■ Work task
Take the line with "like x=463, y=190." and all lines after it, through the end of the records below, and repeat them exactly.

[Exercise data Boundary: Start]

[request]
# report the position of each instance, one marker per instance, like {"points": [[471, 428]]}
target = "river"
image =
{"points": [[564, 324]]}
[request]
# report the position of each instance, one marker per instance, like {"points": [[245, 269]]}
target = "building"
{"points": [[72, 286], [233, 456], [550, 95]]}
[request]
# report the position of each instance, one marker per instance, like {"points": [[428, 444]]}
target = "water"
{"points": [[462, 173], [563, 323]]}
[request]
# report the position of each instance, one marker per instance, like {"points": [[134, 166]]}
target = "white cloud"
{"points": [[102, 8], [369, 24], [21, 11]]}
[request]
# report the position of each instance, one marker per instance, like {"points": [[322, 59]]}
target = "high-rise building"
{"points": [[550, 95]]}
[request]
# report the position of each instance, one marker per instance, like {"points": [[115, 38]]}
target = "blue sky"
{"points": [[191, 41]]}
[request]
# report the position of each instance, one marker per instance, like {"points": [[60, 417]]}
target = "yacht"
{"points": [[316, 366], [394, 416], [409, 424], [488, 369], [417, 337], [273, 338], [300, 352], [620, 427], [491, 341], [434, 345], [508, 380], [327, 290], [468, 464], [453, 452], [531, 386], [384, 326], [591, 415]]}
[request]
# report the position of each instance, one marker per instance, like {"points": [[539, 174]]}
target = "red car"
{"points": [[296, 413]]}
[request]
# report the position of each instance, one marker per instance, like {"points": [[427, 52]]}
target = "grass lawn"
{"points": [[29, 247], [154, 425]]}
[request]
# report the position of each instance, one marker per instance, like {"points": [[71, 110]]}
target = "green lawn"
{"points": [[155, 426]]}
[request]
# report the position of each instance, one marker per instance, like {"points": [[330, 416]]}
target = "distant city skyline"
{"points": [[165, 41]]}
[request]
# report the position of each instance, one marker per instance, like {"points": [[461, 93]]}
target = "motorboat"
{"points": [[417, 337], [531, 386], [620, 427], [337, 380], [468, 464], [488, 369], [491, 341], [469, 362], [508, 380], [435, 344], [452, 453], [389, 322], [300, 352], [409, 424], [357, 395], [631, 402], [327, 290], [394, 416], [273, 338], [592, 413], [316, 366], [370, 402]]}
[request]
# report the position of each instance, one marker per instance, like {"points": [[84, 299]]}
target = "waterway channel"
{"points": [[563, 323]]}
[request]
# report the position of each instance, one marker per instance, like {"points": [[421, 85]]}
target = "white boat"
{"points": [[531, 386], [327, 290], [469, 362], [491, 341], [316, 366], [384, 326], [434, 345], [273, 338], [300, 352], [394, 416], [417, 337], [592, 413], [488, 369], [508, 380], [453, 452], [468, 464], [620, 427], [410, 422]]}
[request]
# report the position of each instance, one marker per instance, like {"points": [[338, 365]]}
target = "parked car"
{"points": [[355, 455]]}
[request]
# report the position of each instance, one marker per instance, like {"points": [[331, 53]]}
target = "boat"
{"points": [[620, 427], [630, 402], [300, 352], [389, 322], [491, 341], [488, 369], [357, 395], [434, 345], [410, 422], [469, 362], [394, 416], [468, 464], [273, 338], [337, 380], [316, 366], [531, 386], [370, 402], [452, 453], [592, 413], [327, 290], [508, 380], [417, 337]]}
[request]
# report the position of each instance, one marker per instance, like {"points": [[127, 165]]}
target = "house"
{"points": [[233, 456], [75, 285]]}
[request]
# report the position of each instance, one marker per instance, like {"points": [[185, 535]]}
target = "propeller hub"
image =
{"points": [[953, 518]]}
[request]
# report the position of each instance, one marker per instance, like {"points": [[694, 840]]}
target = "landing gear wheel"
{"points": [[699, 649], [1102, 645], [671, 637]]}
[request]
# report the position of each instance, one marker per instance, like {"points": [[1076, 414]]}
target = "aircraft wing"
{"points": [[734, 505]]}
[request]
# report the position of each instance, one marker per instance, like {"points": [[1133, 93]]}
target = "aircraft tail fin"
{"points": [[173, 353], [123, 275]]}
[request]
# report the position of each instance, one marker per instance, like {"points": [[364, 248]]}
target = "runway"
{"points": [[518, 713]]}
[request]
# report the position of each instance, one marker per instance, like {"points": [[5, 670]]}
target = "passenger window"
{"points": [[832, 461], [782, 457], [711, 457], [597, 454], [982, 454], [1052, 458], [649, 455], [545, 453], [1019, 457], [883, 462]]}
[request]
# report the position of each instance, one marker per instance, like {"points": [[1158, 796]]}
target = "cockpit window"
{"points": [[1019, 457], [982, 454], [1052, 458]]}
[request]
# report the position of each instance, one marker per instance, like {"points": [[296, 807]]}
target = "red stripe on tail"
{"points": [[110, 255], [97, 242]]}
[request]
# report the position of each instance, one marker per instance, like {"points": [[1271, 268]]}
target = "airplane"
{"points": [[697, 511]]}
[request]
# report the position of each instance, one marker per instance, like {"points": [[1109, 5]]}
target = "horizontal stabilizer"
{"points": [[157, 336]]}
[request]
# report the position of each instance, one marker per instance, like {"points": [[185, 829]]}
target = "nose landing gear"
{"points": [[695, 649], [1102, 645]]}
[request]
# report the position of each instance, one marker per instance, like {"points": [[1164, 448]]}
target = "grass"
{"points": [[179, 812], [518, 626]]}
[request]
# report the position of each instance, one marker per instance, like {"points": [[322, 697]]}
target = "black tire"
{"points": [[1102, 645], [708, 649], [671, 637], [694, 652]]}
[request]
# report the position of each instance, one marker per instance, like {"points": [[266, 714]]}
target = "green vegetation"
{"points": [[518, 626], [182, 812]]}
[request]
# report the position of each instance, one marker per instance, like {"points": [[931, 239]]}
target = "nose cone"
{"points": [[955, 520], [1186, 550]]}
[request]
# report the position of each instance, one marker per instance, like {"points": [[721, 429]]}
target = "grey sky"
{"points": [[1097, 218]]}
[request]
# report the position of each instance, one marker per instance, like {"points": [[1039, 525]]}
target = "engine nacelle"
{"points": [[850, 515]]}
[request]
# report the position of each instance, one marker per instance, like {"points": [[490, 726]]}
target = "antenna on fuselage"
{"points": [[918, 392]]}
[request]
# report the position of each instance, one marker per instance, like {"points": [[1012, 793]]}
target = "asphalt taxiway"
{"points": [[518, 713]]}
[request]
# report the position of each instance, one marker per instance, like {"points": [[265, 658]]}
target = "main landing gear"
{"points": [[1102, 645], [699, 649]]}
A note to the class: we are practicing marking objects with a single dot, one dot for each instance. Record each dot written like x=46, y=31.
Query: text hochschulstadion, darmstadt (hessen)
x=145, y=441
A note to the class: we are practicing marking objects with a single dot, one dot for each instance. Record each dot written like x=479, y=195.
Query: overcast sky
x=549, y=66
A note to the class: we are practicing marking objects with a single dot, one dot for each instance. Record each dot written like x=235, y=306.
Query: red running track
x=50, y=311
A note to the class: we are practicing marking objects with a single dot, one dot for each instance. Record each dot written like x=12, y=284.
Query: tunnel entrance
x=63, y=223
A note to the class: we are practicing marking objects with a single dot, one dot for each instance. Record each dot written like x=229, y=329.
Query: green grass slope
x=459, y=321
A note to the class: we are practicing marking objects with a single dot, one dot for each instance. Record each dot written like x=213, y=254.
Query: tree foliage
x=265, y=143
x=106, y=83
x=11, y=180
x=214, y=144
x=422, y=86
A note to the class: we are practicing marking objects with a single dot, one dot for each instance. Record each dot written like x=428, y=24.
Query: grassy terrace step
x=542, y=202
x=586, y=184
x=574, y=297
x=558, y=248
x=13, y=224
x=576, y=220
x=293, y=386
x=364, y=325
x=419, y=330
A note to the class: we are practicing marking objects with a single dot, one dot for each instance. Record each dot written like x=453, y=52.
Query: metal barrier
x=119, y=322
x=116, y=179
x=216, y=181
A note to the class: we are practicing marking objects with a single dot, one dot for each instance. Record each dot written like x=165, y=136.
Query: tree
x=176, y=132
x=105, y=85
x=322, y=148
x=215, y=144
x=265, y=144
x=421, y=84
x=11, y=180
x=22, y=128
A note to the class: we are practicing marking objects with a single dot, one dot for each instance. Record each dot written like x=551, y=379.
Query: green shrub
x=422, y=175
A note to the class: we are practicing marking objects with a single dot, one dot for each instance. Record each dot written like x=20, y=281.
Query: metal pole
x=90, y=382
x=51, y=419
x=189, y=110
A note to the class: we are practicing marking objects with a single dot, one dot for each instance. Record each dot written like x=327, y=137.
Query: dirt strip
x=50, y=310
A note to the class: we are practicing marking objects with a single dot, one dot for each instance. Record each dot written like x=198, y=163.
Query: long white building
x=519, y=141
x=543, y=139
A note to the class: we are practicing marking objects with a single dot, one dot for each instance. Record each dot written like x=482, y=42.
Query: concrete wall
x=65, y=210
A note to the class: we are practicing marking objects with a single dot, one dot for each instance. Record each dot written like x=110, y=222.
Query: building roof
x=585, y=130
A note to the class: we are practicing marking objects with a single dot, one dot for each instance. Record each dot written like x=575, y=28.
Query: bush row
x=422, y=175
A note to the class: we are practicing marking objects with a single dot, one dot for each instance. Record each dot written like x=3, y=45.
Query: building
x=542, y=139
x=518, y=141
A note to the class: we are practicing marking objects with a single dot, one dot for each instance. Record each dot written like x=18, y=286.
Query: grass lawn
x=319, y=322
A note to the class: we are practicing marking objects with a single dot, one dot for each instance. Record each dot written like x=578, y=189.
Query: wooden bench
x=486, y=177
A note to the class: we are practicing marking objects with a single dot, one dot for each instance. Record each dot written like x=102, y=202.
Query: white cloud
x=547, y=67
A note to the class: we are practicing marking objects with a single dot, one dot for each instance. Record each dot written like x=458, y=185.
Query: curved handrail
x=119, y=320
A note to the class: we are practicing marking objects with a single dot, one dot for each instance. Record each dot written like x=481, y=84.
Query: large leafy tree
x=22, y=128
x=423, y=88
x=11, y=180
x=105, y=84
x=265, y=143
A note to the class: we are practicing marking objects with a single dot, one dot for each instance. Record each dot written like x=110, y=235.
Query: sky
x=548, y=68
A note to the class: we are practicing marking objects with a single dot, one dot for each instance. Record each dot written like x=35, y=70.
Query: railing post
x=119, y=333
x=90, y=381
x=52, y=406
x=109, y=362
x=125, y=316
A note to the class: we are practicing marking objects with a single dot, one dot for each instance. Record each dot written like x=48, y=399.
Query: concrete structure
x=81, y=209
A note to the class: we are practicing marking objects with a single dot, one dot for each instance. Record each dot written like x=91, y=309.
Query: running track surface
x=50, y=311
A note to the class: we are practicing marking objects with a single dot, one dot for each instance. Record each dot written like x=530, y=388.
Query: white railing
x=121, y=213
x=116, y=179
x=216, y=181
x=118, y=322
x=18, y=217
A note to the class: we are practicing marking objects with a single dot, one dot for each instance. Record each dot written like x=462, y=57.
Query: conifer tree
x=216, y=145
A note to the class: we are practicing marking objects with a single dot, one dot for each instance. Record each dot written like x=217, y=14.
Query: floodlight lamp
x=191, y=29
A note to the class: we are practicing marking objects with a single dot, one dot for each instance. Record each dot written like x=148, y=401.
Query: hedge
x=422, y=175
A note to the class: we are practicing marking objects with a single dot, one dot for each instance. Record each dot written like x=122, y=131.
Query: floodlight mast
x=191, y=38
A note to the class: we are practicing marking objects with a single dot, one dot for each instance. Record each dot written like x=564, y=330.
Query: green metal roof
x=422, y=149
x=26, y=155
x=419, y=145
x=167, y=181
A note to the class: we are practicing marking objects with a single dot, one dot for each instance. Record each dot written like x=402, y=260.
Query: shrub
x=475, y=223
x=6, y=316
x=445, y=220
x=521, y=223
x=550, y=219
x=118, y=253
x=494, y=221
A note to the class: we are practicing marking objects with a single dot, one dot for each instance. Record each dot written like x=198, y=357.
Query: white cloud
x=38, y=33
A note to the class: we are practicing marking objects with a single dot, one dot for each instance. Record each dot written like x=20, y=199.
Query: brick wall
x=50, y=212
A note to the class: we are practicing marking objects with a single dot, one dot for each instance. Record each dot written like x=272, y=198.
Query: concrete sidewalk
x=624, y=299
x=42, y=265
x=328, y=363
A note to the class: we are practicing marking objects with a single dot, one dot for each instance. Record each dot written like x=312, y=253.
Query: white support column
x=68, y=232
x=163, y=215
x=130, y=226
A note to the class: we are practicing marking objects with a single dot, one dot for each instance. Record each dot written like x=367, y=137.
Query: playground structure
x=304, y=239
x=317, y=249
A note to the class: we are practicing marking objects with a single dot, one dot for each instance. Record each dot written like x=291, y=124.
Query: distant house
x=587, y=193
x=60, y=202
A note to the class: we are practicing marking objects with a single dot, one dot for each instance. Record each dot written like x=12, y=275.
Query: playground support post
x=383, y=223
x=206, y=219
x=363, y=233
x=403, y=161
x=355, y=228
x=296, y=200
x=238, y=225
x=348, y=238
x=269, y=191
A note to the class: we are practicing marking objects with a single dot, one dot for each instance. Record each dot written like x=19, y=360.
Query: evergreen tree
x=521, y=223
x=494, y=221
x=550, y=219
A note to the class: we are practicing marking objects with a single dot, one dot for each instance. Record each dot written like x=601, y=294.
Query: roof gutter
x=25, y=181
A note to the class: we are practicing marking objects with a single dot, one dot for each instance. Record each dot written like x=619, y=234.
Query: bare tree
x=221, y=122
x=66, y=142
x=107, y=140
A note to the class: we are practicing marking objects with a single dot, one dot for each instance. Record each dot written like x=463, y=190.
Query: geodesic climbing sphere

[Exercise data Boundary: End]

■ Response area
A note to the class: we are practicing marking objects with a single dot, one dot for each instance. Record each dot written like x=463, y=190.
Query: geodesic climbing sphere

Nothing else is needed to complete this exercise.